__Required work__: Write every line of the following listing exactly as it reads.

** Extracted entries follows **

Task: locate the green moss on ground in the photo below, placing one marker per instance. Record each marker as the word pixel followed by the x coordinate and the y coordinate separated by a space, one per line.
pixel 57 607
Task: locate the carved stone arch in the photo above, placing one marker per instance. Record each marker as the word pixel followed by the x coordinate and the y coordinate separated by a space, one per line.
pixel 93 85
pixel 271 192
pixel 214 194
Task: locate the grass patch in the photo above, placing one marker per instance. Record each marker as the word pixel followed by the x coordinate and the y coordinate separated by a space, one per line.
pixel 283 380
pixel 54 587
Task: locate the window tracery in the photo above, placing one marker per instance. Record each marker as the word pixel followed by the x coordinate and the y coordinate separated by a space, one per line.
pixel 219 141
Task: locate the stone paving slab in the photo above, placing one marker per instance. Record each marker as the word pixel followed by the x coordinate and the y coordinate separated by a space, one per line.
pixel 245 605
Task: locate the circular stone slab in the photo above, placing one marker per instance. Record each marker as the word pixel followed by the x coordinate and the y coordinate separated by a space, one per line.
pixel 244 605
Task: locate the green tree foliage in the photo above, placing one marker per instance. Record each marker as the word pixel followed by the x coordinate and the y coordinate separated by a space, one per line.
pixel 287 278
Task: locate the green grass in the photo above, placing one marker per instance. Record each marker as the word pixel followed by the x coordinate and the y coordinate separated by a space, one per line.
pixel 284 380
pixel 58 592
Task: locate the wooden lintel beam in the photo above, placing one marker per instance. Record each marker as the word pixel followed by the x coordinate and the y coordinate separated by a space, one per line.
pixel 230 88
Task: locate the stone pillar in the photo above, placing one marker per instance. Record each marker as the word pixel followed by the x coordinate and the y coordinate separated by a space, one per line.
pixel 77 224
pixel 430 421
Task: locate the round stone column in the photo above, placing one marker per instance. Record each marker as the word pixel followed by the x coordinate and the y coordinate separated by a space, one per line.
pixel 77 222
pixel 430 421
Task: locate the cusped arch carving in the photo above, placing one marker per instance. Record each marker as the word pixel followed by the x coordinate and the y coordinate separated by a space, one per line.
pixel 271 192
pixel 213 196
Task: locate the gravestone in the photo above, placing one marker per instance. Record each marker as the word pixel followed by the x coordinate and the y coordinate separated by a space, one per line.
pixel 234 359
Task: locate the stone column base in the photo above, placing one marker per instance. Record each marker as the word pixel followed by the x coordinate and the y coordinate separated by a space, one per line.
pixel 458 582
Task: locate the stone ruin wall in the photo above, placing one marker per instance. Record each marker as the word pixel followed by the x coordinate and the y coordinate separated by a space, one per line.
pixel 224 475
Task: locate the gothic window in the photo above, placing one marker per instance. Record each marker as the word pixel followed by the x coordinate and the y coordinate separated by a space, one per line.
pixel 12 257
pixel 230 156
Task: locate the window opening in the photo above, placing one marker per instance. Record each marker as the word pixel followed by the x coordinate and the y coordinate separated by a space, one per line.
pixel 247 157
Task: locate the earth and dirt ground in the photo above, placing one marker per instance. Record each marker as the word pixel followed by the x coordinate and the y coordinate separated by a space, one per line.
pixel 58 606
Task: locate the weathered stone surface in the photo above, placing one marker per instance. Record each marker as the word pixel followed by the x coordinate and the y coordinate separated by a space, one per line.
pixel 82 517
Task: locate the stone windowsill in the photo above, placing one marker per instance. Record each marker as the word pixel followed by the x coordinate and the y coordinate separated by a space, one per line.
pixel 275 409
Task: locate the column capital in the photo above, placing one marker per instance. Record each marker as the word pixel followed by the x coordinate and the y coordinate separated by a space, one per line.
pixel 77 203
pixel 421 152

** End of Extracted entries **

__Exercise result__:
Task: locate the green moss on ground in the photo below, placing one marker per instance. Record each marker as the word pixel followed by the x coordinate and the y coordinate separated by a space, one per line.
pixel 57 607
Task: locate the carved stone arch in the photo above, placing one marker per instance. Record each marker as the word pixel followed by the x coordinate and the y coordinate separated by a space, one per line.
pixel 93 85
pixel 271 192
pixel 214 194
Task: locate the grass patch in the photo above, placing one marker per instance. Record each marker as the word pixel followed by the x coordinate and the y coordinate separated by a space, one per line.
pixel 283 380
pixel 54 587
Task: locate the window tracery in the photo above, placing one marker per instance. Record each marker as the word pixel followed by the x coordinate and the y coordinate separated by a space, one per line.
pixel 219 141
Task: locate the stone paving slab in the photo above, placing one marker per instance. Record each marker as the word pixel followed by the x coordinate and the y coordinate separated by a space, one per line.
pixel 245 605
Task: locate the circular stone slab in the photo above, placing one marker per instance. Record each marker as the word pixel followed by the x coordinate and the y coordinate separated by a space, one per line.
pixel 244 605
Task: locate the green tree foliage in the photo above, placing one marker per instance. Record each marker as the word pixel followed by the x coordinate and the y coordinate separated by a space, one per line.
pixel 287 278
Task: locate the green grass in the photo above, placing one marker per instance. Record each marker as the word pixel followed by the x coordinate and the y coordinate separated by a space, one per line.
pixel 284 380
pixel 58 592
Task: locate the wooden lintel beam in the photo above, placing one marker per instance. Record each marker as the word pixel followed by the x coordinate and the y coordinate separated by a space, one per line.
pixel 230 88
Task: locate the stone pillar in the photo above, placing one marker per instance. Record each marker as the word pixel followed by the x coordinate and the y coordinate separated by a space, one per line.
pixel 77 224
pixel 430 421
Task: locate the round stone column in the photo above, placing one marker per instance. Record each marker as the word pixel followed by the x coordinate and the y coordinate separated by a space, one per line.
pixel 77 222
pixel 430 421
Task: locate the cusped arch carving in the photo above, placing one marker per instance. Record each marker as the word pixel followed by the x coordinate and the y coordinate separated by a space, one per line.
pixel 271 192
pixel 213 196
Task: locate the gravestone in the photo above, placing one marker per instance. Record each marker as the word pixel followed by the x coordinate and the y coordinate separated by a space, one per line.
pixel 234 359
Task: locate the stone column base in the photo above, placing one marker per instance. Record each marker as the word pixel followed by the x coordinate and the y coordinate separated by a space, one per line.
pixel 458 582
Task: locate the stone ruin wall in the photo above, placing one marker per instance. Record each marker as the word pixel followed by the x coordinate and the y coordinate separated by a space, one per line.
pixel 224 475
Task: locate the gothic window in the photo above, placing one marker per instance. Record each marker as the word pixel followed by the x coordinate and the y coordinate separated by a space, one per line.
pixel 12 257
pixel 230 156
Task: locate the window opening in the photo above, placing one marker per instance. Record each marker as the word pixel followed by the x coordinate and the y coordinate separated by a space, one per line.
pixel 247 157
Task: locate the earth and dirt ground in the photo above, placing one marker per instance. Record each marker as the word pixel followed by the x coordinate and the y coordinate separated by a space, one per line.
pixel 58 606
Task: locate the weathered stone surface in the photo above, placing one marker per instance. Record each marker as the word pixel followed by the x coordinate and the y coordinate separated by a space, one per line.
pixel 82 517
Task: locate the stone windowsill in the photo above, placing one marker per instance. Record each marker as the word pixel followed by the x coordinate and the y coordinate separated by a space, one per line.
pixel 275 409
Task: locate the column capital in the photo above, placing one marker per instance. Record each marker as the word pixel followed by the x coordinate and the y coordinate separated by a space, one per line.
pixel 77 203
pixel 421 152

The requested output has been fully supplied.